• **GOAL**
All entries below need to be written out exactly, but without their pictures.

• **SOURCE RECORDS**
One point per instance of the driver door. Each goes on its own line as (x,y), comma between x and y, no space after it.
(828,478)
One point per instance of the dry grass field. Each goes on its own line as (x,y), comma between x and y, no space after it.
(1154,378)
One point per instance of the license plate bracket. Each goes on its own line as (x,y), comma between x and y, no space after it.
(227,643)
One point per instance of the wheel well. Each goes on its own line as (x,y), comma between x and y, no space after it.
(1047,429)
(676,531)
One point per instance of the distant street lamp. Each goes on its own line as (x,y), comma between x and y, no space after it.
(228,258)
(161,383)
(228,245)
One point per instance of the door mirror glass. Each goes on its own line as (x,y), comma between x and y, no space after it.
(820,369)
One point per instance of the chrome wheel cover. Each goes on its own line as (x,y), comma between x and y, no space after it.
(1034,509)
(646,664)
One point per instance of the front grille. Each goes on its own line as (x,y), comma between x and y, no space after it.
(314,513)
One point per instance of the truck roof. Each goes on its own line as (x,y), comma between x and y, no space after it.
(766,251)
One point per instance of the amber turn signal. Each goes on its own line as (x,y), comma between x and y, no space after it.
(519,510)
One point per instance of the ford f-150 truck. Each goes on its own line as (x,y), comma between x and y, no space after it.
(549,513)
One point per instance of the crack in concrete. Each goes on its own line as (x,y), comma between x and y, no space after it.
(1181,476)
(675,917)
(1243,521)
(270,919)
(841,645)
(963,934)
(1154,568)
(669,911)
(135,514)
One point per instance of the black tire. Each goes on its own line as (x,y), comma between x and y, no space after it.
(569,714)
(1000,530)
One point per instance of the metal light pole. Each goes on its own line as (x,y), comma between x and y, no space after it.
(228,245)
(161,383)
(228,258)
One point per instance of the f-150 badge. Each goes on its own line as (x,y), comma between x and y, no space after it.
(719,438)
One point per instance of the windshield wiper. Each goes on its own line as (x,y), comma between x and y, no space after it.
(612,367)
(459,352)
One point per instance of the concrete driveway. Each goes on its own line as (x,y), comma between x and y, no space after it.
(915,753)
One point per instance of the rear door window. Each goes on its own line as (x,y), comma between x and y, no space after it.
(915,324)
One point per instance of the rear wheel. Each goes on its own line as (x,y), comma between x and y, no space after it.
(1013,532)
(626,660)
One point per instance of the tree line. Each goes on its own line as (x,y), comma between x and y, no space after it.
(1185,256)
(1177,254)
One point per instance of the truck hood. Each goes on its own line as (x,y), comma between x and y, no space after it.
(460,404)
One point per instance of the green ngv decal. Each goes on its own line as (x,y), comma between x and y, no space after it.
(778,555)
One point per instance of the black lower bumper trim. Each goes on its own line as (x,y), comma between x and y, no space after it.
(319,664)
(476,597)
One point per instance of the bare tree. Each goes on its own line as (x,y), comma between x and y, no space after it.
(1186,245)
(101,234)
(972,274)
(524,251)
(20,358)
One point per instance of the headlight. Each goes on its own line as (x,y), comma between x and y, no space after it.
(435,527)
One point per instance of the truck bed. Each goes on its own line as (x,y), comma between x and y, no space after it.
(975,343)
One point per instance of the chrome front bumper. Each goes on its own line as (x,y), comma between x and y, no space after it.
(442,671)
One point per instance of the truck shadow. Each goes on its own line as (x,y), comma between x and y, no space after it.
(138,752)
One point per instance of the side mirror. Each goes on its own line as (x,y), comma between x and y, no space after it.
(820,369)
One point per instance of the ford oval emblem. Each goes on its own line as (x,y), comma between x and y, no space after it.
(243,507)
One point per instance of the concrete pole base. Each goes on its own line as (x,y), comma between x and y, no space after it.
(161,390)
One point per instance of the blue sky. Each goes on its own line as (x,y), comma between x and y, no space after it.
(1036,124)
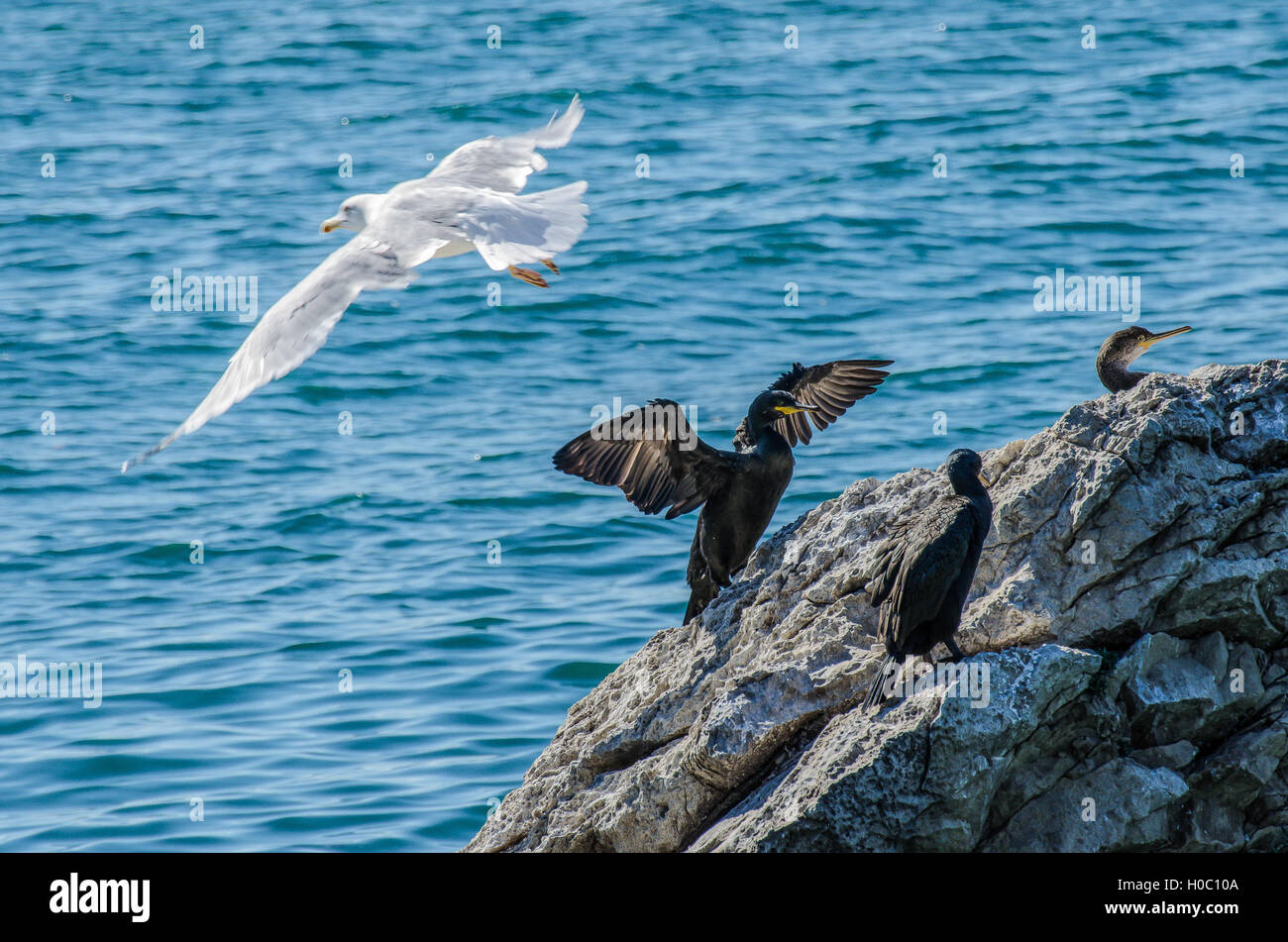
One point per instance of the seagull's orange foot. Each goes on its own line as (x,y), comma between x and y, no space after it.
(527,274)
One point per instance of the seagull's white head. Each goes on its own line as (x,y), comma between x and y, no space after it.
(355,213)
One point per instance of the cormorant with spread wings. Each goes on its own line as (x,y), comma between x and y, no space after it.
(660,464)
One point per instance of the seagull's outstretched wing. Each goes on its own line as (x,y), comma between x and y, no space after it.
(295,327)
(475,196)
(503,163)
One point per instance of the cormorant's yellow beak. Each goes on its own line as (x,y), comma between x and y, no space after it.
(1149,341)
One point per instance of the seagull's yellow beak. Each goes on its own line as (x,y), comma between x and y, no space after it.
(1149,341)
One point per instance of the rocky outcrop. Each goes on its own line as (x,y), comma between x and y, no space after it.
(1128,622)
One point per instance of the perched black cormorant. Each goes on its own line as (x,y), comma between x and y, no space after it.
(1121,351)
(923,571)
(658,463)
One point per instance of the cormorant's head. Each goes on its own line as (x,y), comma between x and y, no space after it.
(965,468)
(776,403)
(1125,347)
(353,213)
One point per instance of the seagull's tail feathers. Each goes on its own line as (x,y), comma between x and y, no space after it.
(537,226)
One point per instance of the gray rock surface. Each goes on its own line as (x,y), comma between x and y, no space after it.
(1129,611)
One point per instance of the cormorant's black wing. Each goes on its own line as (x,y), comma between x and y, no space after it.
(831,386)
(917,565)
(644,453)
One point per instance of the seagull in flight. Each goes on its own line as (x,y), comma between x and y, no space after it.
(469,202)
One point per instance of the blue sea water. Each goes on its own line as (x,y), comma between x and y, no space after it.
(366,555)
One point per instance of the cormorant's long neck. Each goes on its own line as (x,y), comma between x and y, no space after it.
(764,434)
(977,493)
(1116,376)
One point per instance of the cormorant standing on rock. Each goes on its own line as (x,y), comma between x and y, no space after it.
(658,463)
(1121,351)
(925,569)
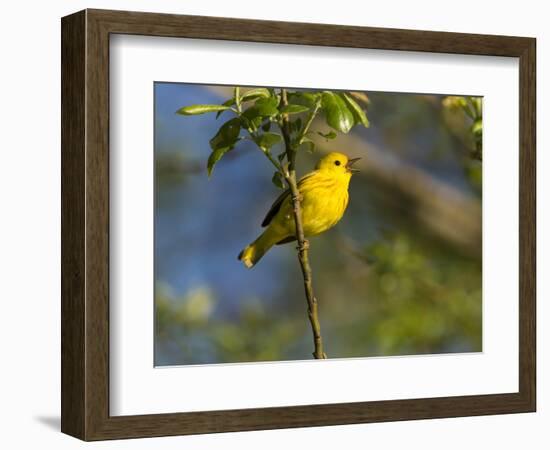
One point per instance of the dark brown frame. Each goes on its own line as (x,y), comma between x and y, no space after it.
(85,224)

• **WORKED SOLUTION**
One point per instance of the driver door. Each goes on its own line as (x,y), comma between x and y, no space after it.
(828,478)
One point per instance of the dry grass field. Each goes on its own line as (x,y), comma between x and y, no space after it.
(1154,378)
One point per instance of the license plate bracket. Each goes on its own line as (x,y), comma between x and y, no space after it.
(227,643)
One point per instance of the wheel well. Each goes on its own line as (x,y), comma between x and y, no space after it.
(1047,429)
(676,531)
One point per instance of the distant street lamp. Each goes on its own line as (x,y), comma between x and y, no space after it.
(228,258)
(161,383)
(228,245)
One point per instance of the door mirror glass. Each goes on its own line as (x,y), comma between x and y, no space after it.
(820,369)
One point per instance of the chrome wheel cover. Each goes on its own line as (x,y), comma between x and y, no space after it.
(1034,509)
(646,664)
One point per instance of the front grille. Each goes on its own line as (x,y), comma between x and y, no space after it.
(314,513)
One point per instance of the truck roof. Each goes on its own line as (x,y), comma between x and y, no space after it.
(766,251)
One point per instance of the amber turn signal. Each goes on its own line as (x,y), comma between x and y, no space after it.
(519,510)
One point per instance of the ford f-150 truck. Each goes on its own line as (x,y), comma between x and y, no space after it.
(549,513)
One point per instance of the crack in concrete. Each goes on its own line as (x,y), comma between x and y, no space after it.
(1181,476)
(675,917)
(1243,521)
(270,919)
(841,645)
(963,934)
(1154,568)
(669,911)
(135,514)
One point per instance of the black tire. Each goes on its own line as (x,y), comma between x and y, no space after it.
(569,714)
(1000,530)
One point per instance of the metal light pole. Each goes on its own line as (x,y), comma between x and y, no space after it.
(228,245)
(161,383)
(228,258)
One point per instance of the f-150 badge. Each goes on its own line as (x,y), comma between x and y, no space after it.
(719,438)
One point per instance of the windshield wiper. Each goes on its own line as (x,y), comma between x and y, no space after it.
(612,367)
(459,352)
One point per instance of the concrete driveway. Each goes on its own line as (x,y), comma between x and y, no space after it.
(915,753)
One point per instance of the rear door window. Each goes on its own line as (x,y), comma between x and y, no space after it.
(915,324)
One point per instance of the rear wheel. Each goes on its own line as (x,y), comma between x and y, no space after it.
(1013,532)
(626,660)
One point per instance of the tree line. Each goes on its own line as (x,y), comma between x and y, no space after it.
(1185,256)
(1177,254)
One point per instance of the truck hood. Each goes on its own line as (x,y), comma between x and y, no space after it.
(460,404)
One point per instance of the green ngv decal. Each goes on its own line as (x,y), comma between x and y, no space after it.
(778,555)
One point per instance of the black lower bumper trim. Each goes on its own line as (x,y), comma between x and y, no space after it.
(319,664)
(476,597)
One point per instance of the bare tree. Each goes on its own line as (x,y), comma between x and y, no space after it.
(1186,245)
(101,234)
(972,274)
(524,251)
(20,358)
One point per instance of the headlight. Each goes on its own line as (x,y), comma between x and y, no space after it.
(435,527)
One point per instance of the truck bed. Each goes on its own line as (x,y), comma between x and y, no space after it.
(975,343)
One point per instance of the chrome front bumper. Each goes on its own line as (x,y), comma between x and y, no space after it.
(442,671)
One point per instance of the truck shadow. Each goes on its own line as (x,y), comma between x and y, no space after it.
(138,752)
One point per instance of the side mirror. Each goes on its own line as (x,y), comma between x and y, no space after it.
(820,369)
One point per instance of the ford oval emblem. Each goes on its own line as (x,y), comma between x and y, no space after it.
(243,507)
One point per instance of the concrete pole base. Each goes on its own line as (x,y), comma between x and y, no space after it.
(161,390)
One point per instance of the blue sky. Each goes on its own line as (x,y), comma between x and y, no space after it.
(1036,124)
One point per instance of the seagull's orange foot. Each goes on its own line as (x,y), comma between x and y, no space after it.
(527,274)
One point per instance of the seagull's white head. Each goes on its own line as (x,y), comma between x and y, no space after it.
(355,213)
One point per instance of the cormorant with spread wings. Each goes on its own line as (x,y), comma between x and y, no space after it.
(660,464)
One point per instance of the seagull's outstretched wing. Each goes on its own line as (x,y), comma between x and y, no space after it.
(295,327)
(475,196)
(503,163)
One point per instance of the cormorant's yellow beak. Each goes on its own line as (x,y), comma between x and y, no space after it.
(1149,341)
One point per instance of the seagull's yellow beak. Each goes on its own line as (x,y), comma between x and y, no space after it.
(1149,341)
One point per instance of the rocky outcrop. Each goes on its own line as (x,y), comma between x and y, no space after it.
(1128,622)
One point per instance of the perched black cormorant. Each goes on its own line as (x,y), comma between x and y, no space after it.
(1121,351)
(923,571)
(658,463)
One point per instance of the cormorant's head. Each goes on its own line as (x,y), comma between x and y, no space after it.
(965,468)
(776,403)
(1125,347)
(353,213)
One point per instance of the seagull's tail feathers. Each goes on its own line as (x,y), comma between x and y, no space after it.
(537,226)
One point per instance of the gray rock surface. Each goes on its own line as (x,y), comma between x and y, no space after it.
(1129,611)
One point per instance of the cormorant's black wing. Each goes on its own line as (x,y), comma between x and y, no space after it.
(831,386)
(917,565)
(644,453)
One point per instance of the seagull in flight. Each goes on its own line as (x,y), comma between x and y, no space after it.
(469,202)
One point per instance of the blue sea water. Each goes on its own line as (x,y), comma between x and y, no space after it.
(366,555)
One point per instance of the cormorant's long neck. Each goes on its own line as (x,y), comma between x and y, no space after it.
(764,434)
(977,493)
(1116,376)
One point per instance of the cormorant standing on rock. Each goes on its own line as (x,y), comma between x and y, no space after it.
(658,463)
(1121,351)
(925,569)
One point per instance of the dark brown frame. Each goes on its own line as (x,y), comma between x and y, no space after it.
(85,224)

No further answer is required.